**Task instructions**
Continue the guest blog post about chasing weight loss, starting right after its final sentence.

-- Extract provided follows --

Thanks Miz for sharing the purple spotlight today. It’s my color, it brings out the green in my eyes.
I’m Rita. I parent a delightful young lady. I am in mad crazy love with a police officer who saves the world from evil every day. I am in college to get my degree and become a personal trainer so I can help people save themselves. The best way I know to support people is to let them be their best selves. That’s what Fitblogger aims to do: support bloggers to get their message heard in a variety of ways. Come on over when you have a minute, we’re all very friendly over there.
Go Your Own Way
I can’t tell you how many times I tried to get skinny. I’m not shy about it, I’m just not able to count to that high anymore, I get bored. But it’s high. Really high.
All my efforts had a few things in common: it was the flavour of the month.
I would always look around to see what everyone else was doing. Or saying. Or recommending.

-- Extract provided concluded --
-- Information provided follows --

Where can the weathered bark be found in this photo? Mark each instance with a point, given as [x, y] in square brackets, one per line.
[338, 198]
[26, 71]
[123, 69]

-- Information provided concluded --

**Exercise answer**
If I didn’t wake up at the crack of dawn and exercise with eye crust still firmly implanted, I must be a failure. All the experts said it was the best time of day.
I tried to find workout buddies that would wake up at the crack of dawn and not mind my dismal appearance because everyone said a workout buddy was the way to go.
I wouldn’t eat before a workout because somewhere I read that on an empty stomach you burn more fat.
My brain was this swirling mess of rules and regulations. If I didn’t do all of them, simultaneously, even though certain rules were contradictory, there must be something wrong with ME.
I continued to fail, time and time again.
When it came to food, I was the same. If my friends were low-fatting, so was I. They were losing so that must be the answer.
Experts would say don’t eat after 8pm, and even though I liked to stay up until 1am, I would abide and starve.
Articles would tell me that carbs were bad, the devil and all who eat them will be fat forever. I really liked bread, but I gave it up because someone, somewhere wrote this stuff and must know more than me. After all, I’ve been heavy for 20 years. I’m obviously doing something wrong.
So here I was, this grossly out of shape, endlessly unhealthy person, sprinting towards every degenerative disease in the known universe and every rule I’ve been told, every piece of advice that is supposed to work, hasn’t.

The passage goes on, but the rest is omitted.